_ASSIGNMENT_
State how many lines of the records include the word "leaf"; the reply is that number alone.

_DATA_
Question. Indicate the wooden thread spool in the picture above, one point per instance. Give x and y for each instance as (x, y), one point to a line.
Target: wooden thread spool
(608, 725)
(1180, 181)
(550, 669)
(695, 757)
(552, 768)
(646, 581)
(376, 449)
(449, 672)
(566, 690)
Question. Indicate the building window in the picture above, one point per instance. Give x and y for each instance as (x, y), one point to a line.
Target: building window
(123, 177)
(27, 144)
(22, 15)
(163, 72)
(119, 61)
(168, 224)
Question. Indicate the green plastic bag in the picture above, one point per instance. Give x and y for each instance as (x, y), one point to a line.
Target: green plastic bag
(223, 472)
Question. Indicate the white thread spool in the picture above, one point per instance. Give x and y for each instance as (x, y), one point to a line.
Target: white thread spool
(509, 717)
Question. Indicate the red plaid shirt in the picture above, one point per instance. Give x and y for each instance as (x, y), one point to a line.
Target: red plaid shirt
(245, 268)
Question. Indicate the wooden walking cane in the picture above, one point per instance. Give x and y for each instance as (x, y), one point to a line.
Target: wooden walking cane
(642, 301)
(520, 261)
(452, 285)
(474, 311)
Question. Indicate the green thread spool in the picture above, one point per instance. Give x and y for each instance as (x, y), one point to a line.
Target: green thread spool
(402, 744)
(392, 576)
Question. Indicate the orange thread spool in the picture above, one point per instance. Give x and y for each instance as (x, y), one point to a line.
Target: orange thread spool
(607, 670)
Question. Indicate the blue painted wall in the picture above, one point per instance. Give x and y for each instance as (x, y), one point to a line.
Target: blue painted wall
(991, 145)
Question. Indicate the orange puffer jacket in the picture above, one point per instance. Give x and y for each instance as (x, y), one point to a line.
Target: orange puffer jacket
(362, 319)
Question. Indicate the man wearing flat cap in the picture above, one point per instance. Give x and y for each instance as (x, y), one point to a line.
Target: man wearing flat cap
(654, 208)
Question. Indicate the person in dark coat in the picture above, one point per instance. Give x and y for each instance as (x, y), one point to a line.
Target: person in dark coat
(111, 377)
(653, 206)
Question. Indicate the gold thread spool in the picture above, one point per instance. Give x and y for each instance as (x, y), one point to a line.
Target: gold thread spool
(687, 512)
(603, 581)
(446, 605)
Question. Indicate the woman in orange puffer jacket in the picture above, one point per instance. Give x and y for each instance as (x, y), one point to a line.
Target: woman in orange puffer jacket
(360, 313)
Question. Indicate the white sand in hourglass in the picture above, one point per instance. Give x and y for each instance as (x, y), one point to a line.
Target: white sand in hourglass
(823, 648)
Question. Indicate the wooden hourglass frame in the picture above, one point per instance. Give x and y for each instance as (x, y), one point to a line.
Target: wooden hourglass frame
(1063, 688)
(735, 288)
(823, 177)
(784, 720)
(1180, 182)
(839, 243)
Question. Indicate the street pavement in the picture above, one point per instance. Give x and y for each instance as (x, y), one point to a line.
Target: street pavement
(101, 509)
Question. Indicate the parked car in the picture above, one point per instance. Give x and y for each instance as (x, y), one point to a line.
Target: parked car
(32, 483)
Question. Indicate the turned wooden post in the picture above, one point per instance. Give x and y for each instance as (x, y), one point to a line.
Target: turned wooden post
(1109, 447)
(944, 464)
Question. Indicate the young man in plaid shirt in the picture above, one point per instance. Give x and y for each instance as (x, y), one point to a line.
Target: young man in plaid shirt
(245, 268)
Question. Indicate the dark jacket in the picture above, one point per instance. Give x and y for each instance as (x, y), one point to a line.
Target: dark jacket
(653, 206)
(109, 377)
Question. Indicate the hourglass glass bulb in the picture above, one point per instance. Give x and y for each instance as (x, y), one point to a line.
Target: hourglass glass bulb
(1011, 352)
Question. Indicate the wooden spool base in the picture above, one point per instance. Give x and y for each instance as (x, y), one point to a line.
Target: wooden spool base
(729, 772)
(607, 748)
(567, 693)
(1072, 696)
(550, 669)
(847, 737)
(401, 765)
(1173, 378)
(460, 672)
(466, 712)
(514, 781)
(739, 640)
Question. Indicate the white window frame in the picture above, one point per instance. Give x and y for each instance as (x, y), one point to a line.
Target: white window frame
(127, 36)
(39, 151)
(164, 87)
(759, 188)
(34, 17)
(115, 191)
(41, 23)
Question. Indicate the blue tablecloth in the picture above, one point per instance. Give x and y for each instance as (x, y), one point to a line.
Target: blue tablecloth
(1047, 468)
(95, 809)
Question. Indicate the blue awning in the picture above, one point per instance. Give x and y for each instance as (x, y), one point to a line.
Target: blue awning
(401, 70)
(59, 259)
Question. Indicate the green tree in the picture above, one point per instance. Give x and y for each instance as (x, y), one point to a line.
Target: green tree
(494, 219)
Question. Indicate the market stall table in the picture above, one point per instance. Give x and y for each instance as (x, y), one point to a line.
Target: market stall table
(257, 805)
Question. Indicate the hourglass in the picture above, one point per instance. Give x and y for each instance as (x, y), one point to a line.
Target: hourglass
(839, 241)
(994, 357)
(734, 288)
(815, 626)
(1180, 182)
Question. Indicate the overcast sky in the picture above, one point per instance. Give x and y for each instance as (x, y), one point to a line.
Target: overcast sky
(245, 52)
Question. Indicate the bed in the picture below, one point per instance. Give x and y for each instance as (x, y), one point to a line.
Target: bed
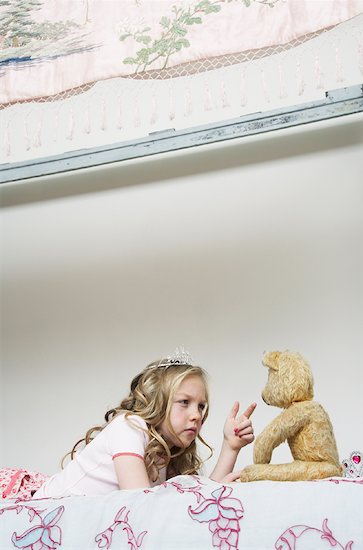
(194, 512)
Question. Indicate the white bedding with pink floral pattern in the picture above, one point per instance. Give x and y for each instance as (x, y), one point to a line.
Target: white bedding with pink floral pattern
(196, 513)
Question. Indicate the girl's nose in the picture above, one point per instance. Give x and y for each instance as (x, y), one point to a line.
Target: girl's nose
(196, 414)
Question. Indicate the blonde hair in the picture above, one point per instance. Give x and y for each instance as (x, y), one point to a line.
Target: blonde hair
(151, 397)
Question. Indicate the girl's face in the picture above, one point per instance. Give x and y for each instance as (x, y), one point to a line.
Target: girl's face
(186, 412)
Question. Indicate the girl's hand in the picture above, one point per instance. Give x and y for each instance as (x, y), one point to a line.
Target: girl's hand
(238, 432)
(233, 476)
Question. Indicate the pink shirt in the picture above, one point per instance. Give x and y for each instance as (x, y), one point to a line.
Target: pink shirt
(92, 471)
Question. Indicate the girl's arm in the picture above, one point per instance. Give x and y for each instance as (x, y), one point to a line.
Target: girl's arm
(237, 433)
(131, 472)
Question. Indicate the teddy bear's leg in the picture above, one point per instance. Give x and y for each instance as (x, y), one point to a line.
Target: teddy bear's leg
(294, 471)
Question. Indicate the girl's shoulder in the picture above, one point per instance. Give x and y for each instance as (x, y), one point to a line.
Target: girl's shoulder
(133, 420)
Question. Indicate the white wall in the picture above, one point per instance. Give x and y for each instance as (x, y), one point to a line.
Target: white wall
(229, 250)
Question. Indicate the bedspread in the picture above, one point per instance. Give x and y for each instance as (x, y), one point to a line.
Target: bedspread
(196, 513)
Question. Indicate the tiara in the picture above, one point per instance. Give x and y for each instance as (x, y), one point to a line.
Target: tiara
(180, 357)
(354, 466)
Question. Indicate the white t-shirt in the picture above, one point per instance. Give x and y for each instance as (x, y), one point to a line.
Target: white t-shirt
(92, 471)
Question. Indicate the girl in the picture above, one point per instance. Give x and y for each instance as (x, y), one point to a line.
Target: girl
(151, 436)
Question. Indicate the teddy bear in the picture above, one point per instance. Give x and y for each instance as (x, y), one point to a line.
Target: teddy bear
(303, 423)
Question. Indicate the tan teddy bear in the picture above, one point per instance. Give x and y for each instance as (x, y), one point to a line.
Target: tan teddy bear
(304, 424)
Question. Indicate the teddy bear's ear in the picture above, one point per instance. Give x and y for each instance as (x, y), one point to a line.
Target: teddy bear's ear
(271, 359)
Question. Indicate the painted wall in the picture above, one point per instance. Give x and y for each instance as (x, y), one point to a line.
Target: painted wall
(229, 250)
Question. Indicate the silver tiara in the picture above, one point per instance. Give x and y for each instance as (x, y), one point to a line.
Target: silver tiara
(180, 357)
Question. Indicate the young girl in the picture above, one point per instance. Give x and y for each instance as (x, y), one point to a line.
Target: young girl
(151, 436)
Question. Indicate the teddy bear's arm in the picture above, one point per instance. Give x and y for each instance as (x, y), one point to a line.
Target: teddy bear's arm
(287, 424)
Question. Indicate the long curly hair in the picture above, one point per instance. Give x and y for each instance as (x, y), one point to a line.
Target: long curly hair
(151, 397)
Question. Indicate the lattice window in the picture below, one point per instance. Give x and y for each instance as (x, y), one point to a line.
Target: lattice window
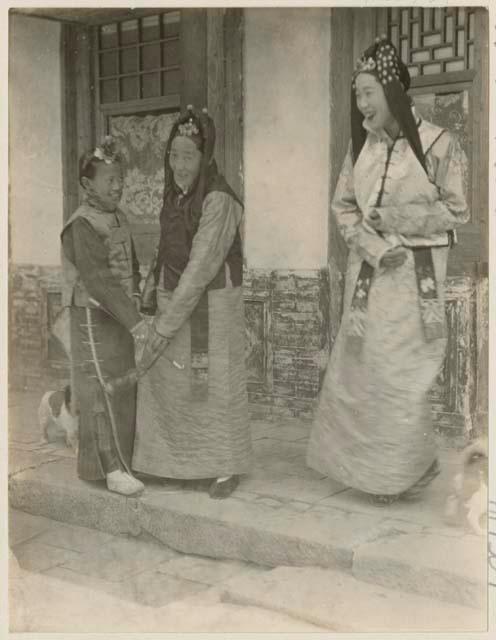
(433, 40)
(140, 58)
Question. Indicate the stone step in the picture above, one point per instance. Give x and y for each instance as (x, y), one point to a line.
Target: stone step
(341, 603)
(373, 547)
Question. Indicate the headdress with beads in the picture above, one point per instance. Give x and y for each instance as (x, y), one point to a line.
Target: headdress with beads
(382, 61)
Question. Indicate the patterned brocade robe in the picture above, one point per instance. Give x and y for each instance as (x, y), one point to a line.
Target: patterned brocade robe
(372, 429)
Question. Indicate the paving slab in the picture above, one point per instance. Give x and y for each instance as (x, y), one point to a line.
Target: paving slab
(36, 557)
(24, 526)
(56, 492)
(120, 559)
(282, 514)
(81, 539)
(341, 603)
(84, 609)
(205, 570)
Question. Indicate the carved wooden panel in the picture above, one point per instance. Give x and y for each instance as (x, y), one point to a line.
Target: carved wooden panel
(453, 393)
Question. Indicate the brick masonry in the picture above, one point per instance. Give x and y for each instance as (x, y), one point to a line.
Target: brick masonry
(34, 299)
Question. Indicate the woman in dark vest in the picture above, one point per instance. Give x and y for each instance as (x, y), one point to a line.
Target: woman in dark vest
(101, 290)
(399, 198)
(192, 401)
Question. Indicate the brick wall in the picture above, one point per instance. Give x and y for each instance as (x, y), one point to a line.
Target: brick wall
(34, 300)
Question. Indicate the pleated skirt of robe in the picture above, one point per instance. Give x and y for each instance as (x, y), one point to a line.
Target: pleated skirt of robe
(373, 426)
(189, 429)
(115, 352)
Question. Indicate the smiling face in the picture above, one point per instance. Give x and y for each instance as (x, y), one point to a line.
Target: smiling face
(106, 183)
(372, 103)
(185, 159)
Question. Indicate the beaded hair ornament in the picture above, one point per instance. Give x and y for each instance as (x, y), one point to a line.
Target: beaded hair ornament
(107, 151)
(189, 128)
(383, 63)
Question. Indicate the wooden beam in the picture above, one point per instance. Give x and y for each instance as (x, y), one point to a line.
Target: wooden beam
(69, 116)
(341, 69)
(480, 137)
(78, 128)
(234, 99)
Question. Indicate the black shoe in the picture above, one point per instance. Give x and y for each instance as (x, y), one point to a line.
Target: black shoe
(222, 489)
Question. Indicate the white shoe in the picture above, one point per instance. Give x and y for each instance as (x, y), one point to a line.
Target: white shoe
(121, 482)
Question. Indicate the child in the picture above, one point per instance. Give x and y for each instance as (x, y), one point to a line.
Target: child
(101, 289)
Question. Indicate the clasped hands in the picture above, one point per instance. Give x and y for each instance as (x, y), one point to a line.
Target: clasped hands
(395, 256)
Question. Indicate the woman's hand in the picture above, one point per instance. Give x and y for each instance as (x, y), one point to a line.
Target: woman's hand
(393, 258)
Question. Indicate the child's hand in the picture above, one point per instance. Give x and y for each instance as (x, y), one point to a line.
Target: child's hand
(393, 258)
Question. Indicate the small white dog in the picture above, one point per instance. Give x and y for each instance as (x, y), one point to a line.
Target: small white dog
(467, 504)
(57, 417)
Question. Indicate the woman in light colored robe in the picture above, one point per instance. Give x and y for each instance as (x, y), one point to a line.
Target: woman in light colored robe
(399, 197)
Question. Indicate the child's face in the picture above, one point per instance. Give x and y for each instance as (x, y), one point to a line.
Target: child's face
(107, 184)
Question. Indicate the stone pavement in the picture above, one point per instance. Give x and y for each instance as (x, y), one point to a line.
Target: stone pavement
(282, 514)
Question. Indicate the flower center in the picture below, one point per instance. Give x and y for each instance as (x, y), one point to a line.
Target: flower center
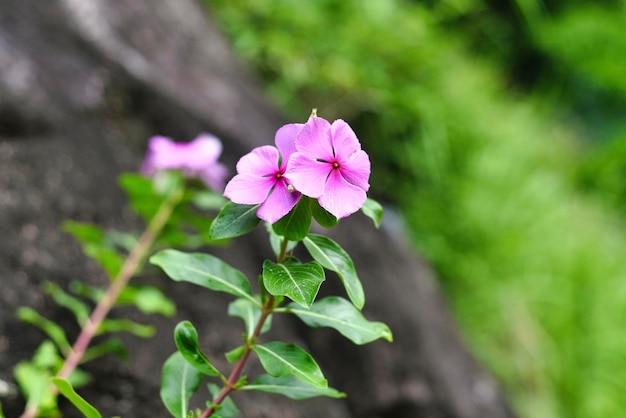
(278, 176)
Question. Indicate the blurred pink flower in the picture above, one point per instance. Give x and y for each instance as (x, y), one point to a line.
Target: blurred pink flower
(195, 159)
(329, 165)
(261, 177)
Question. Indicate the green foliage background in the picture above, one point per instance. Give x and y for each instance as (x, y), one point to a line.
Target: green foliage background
(499, 130)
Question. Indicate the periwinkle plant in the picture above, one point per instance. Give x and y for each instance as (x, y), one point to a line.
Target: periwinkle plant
(317, 171)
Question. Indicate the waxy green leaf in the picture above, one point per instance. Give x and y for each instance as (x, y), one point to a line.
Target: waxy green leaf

_ANSWER SPACE_
2